### DIRECTIONS FOR THIS TASK
Can you transcribe the data exactly? Leave the pictures out.
■ ■ ■
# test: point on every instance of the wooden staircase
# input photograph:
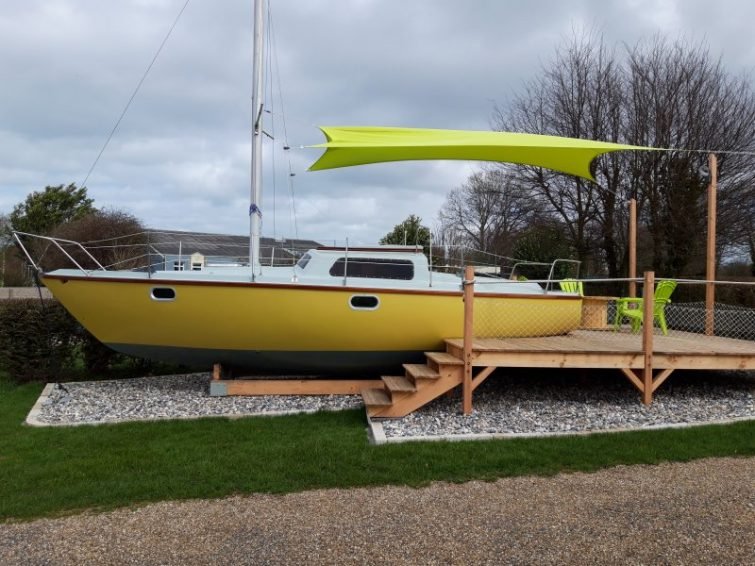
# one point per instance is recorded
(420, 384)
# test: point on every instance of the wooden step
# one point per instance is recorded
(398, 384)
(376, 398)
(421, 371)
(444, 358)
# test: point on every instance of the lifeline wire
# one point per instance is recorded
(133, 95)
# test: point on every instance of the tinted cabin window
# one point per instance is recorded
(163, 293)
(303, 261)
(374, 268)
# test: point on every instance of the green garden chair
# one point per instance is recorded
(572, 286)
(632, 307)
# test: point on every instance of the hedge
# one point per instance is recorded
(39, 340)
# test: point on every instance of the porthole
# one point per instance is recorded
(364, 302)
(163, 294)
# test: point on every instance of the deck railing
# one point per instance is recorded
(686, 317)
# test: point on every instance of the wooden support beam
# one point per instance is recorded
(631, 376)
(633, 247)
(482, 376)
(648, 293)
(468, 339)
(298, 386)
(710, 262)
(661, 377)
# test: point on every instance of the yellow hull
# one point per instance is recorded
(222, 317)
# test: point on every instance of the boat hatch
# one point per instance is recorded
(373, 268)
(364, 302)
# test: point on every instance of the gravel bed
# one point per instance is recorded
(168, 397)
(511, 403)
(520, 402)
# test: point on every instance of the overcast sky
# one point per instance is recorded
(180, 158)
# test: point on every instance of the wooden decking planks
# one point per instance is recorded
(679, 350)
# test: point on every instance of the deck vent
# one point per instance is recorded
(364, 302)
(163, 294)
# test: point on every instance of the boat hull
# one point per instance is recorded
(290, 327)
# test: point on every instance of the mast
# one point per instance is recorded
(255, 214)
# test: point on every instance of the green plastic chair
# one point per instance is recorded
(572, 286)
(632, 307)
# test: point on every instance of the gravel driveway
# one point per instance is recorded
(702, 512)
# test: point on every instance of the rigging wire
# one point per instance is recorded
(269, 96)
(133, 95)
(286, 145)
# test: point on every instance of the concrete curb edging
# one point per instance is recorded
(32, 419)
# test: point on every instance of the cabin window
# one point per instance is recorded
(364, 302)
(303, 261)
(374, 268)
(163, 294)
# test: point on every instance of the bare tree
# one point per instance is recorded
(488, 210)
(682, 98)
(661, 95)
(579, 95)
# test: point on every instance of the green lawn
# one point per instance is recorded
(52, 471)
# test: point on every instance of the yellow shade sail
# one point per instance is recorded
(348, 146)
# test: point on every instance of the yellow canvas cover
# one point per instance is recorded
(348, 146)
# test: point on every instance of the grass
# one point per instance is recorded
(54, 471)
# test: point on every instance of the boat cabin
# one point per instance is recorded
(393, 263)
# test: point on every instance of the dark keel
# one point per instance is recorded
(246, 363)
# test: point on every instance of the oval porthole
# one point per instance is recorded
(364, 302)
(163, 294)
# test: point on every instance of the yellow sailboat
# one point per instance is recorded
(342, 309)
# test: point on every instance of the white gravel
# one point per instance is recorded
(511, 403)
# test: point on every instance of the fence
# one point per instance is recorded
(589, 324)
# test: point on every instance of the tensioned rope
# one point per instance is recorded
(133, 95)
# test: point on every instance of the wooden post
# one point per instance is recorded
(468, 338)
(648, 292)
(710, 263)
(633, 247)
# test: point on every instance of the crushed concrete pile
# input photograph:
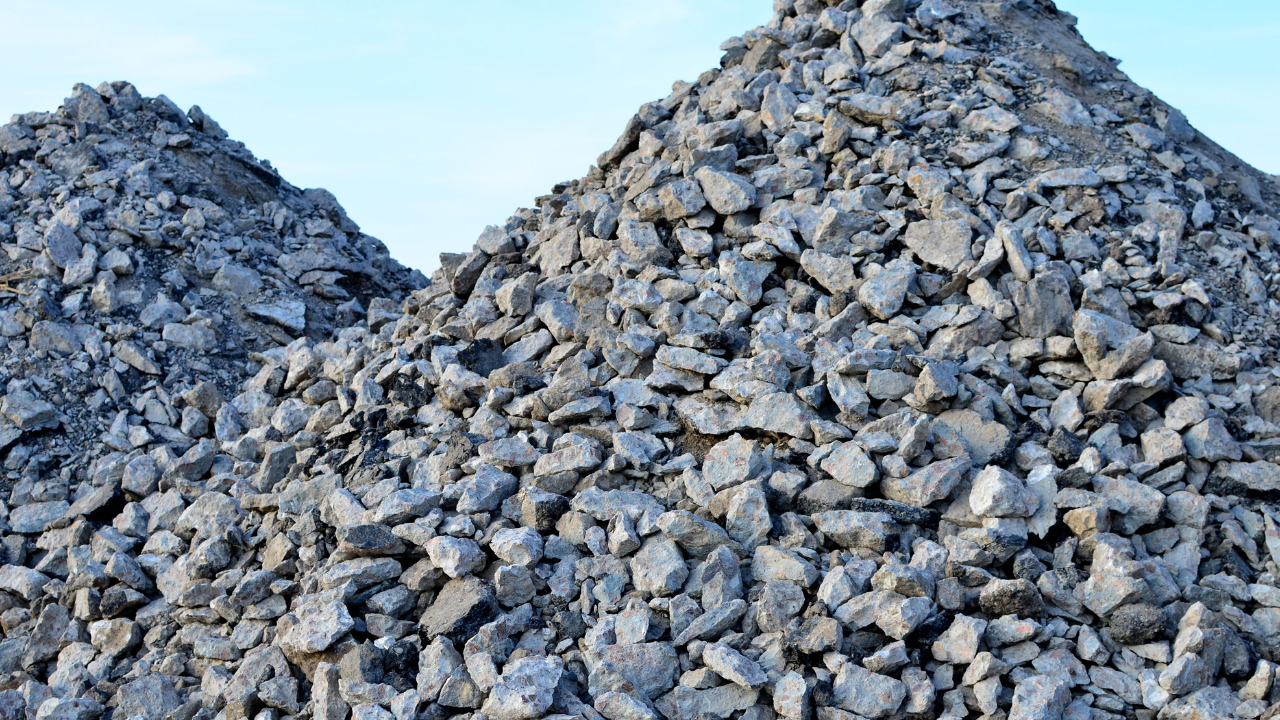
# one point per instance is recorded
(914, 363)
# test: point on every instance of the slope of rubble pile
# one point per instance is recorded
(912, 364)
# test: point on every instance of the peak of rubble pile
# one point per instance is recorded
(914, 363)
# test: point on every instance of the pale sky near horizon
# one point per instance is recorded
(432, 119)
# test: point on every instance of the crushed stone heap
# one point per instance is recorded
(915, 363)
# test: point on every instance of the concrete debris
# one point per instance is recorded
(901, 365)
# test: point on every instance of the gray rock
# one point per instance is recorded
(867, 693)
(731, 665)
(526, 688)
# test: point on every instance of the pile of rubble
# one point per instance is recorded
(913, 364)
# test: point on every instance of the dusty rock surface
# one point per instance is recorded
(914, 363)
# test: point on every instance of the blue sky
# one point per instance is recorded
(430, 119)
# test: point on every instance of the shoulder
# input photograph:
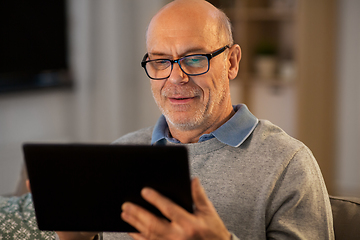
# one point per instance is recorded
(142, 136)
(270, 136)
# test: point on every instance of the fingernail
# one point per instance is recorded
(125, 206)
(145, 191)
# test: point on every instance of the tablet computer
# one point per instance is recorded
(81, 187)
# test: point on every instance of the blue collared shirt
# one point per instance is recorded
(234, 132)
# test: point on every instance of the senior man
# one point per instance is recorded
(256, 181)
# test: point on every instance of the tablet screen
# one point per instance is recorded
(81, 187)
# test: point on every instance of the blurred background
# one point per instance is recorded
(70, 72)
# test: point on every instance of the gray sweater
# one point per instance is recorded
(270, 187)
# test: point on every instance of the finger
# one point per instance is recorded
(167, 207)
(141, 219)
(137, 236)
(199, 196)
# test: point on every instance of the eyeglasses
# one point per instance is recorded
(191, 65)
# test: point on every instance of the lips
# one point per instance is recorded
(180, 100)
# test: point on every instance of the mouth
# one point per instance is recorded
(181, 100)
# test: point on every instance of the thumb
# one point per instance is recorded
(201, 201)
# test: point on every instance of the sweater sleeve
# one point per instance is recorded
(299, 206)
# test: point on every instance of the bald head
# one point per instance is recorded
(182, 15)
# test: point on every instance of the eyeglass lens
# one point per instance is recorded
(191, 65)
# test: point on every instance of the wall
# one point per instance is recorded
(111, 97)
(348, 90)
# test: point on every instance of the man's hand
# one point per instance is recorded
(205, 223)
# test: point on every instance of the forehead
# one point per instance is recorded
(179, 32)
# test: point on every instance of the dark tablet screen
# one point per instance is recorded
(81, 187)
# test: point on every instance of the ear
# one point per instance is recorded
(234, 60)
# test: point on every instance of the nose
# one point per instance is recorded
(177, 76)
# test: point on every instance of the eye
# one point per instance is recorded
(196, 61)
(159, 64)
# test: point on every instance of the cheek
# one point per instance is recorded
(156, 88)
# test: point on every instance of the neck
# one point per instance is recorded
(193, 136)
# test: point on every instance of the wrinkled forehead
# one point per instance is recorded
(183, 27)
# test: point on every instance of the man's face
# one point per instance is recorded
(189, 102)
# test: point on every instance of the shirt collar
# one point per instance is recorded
■ ■ ■
### ANSWER TO THIS TASK
# test: point on every instance of the wooden staircase
# input photograph:
# one point per instance is recorded
(420, 384)
# test: point on every instance of the wooden step
# one point per instance is recorded
(398, 384)
(376, 398)
(421, 371)
(444, 358)
# test: point on every instance of the lifeline wire
# one point per instance is recorded
(133, 95)
# test: point on every instance of the tinted cabin window
# one point per instance is recorded
(163, 293)
(303, 261)
(374, 268)
# test: point on every instance of the green garden chair
# one point per instance is recorded
(572, 286)
(632, 307)
# test: point on every instance of the hedge
# one point per instance is recorded
(39, 340)
# test: point on every instance of the porthole
# one point per instance is recorded
(364, 302)
(163, 294)
# test: point on every instance of the deck railing
# one point per instance is recorded
(686, 317)
# test: point on every instance of the wooden support beam
# one point per instance is recorded
(631, 376)
(633, 247)
(482, 376)
(648, 293)
(468, 339)
(298, 386)
(710, 262)
(661, 377)
# test: point on every instance of the yellow hull
# one point per instance is recorded
(222, 317)
# test: point on every instance of the boat hatch
# one point per instance is recorded
(373, 268)
(364, 302)
# test: point on every instance of the gravel bed
# one point per instance is recorded
(168, 397)
(511, 403)
(520, 402)
# test: point on every instance of the overcast sky
# one point per instance is recorded
(180, 158)
# test: point on every instance of the wooden decking planks
# one point per instance is recorded
(679, 350)
# test: point on every instance of the deck vent
# one point per instance is recorded
(364, 302)
(163, 294)
# test: point on every instance of the boat hull
# one point per instance is recorded
(290, 327)
# test: point on every instance of the mast
# one point per instance is recorded
(255, 214)
# test: point on every instance of the green plastic chair
# one point per instance is recorded
(572, 286)
(632, 307)
# test: point on every instance of the gravel driveway
# one point per instance is recorded
(702, 512)
# test: point on every instance of the rigging wire
# one point per instance is recorded
(269, 96)
(133, 95)
(286, 145)
# test: point on every instance of the concrete curb edging
# one point per instance is recorded
(32, 419)
# test: point on every instance of the cabin window
# one point per instance is recorded
(364, 302)
(303, 261)
(374, 268)
(163, 294)
# test: point on every instance of the bare tree
# one point per instance is recorded
(488, 210)
(682, 98)
(661, 95)
(579, 95)
# test: point on every instance of the green lawn
# one point per instance is recorded
(52, 471)
# test: point on every instance of the yellow shade sail
# one point per instance is recorded
(348, 146)
# test: point on every instance of the yellow canvas cover
# one point per instance is recorded
(348, 146)
# test: point on every instance of the grass
# one point per instance is recorded
(54, 471)
# test: point on every instance of the boat cabin
# one point per instance is recorded
(393, 263)
# test: point on every instance of the dark keel
# one point per instance is recorded
(246, 363)
# test: point on every instance of the oval porthole
# one point per instance is recorded
(364, 302)
(163, 294)
# test: point on every instance of the yellow sailboat
# one point per instance is recorded
(342, 309)
# test: point on every instance of the white gravel
# one point per instance is recorded
(511, 403)
# test: point on every instance of the fence
# one point per instance is recorded
(589, 324)
# test: point on every instance of the tensioned rope
# one point per instance is recorded
(133, 95)
# test: point on every instance of the wooden post
# one point per instance is recorded
(468, 338)
(648, 292)
(710, 263)
(633, 247)
# test: point on every instance of the crushed concrete pile
# input photograph:
# one point per instance is recorded
(914, 363)
# test: point on every instance of the slope of rubble pile
# one point per instance is recorded
(912, 364)
# test: point on every instance of the peak of rubble pile
# one point per instance is recorded
(914, 363)
# test: point on every instance of the pale sky near horizon
# one point per instance is recorded
(432, 119)
# test: point on every instance of the crushed stone heap
# one point per instance is recorded
(915, 363)
# test: point on every instance of the concrete debris
# one point per instance is recorded
(901, 365)
# test: point on every instance of the gray rock
# one point per instance is recorded
(867, 693)
(731, 665)
(526, 688)
# test: point on every instance of the pile of rubble
# one point per instance is recorded
(913, 364)
# test: point on every instance of the dusty rock surface
# one point per instance is recorded
(914, 363)
# test: point on every instance of the blue sky
# one point per instance is recorded
(430, 119)
# test: point on every instance of the shoulder
# input photograph:
# one point per instance is recorded
(142, 136)
(270, 136)
# test: point on every instance of the fingernail
# one point per instance is recorded
(125, 206)
(145, 191)
# test: point on every instance of the tablet computer
# one point per instance is recorded
(81, 187)
# test: point on every instance of the blue collared shirt
# one point per instance is recorded
(234, 132)
# test: point on every instance of the senior man
# one point per instance is recorded
(256, 181)
# test: point on every instance of the tablet screen
# one point per instance is recorded
(81, 187)
# test: point on every instance of the blurred background
# one point per instance is recorded
(70, 72)
# test: point on every instance of the gray sweater
# one point per instance is recorded
(270, 187)
# test: point on every instance of the finger
# one point per instance is recorded
(167, 207)
(141, 219)
(137, 236)
(199, 196)
# test: point on every instance of the eyeglasses
# one point per instance is recorded
(191, 65)
# test: point on every instance of the lips
# one point per instance is recorded
(180, 100)
# test: point on every instance of the mouth
# one point per instance is recorded
(181, 100)
# test: point on every instance of the thumb
# one point per instance is recorded
(201, 201)
# test: point on every instance of the sweater sleeve
# one point per instance is recorded
(299, 206)
# test: point on every instance of the bald head
# one point per instance is recorded
(182, 15)
# test: point on every instance of the eyeglass lens
# one point per instance is recorded
(191, 65)
# test: point on every instance of the wall
# one point per instance is recorded
(111, 97)
(348, 90)
# test: point on every instance of the man's hand
# one point per instance is recorded
(205, 223)
# test: point on every instance of the forehead
# one point per instance is recorded
(179, 32)
# test: point on every instance of the dark tablet screen
# one point per instance is recorded
(81, 187)
# test: point on every instance of the ear
# one point per instance is recorded
(234, 60)
# test: point on every instance of the nose
# one point per instance is recorded
(177, 76)
# test: point on every instance of the eye
# one point per instance is recorded
(196, 61)
(159, 64)
# test: point on every instance of the cheek
# one point per instance is recorded
(156, 88)
# test: point on every instance of the neck
# one point per instance is recorded
(193, 136)
# test: point on every instance of the wrinkled forehead
# one point per instance is recorded
(183, 27)
# test: point on every instance of the man's face
# one point per instance is recorded
(189, 102)
# test: point on every instance of the shirt collar
# one point per instance is recorded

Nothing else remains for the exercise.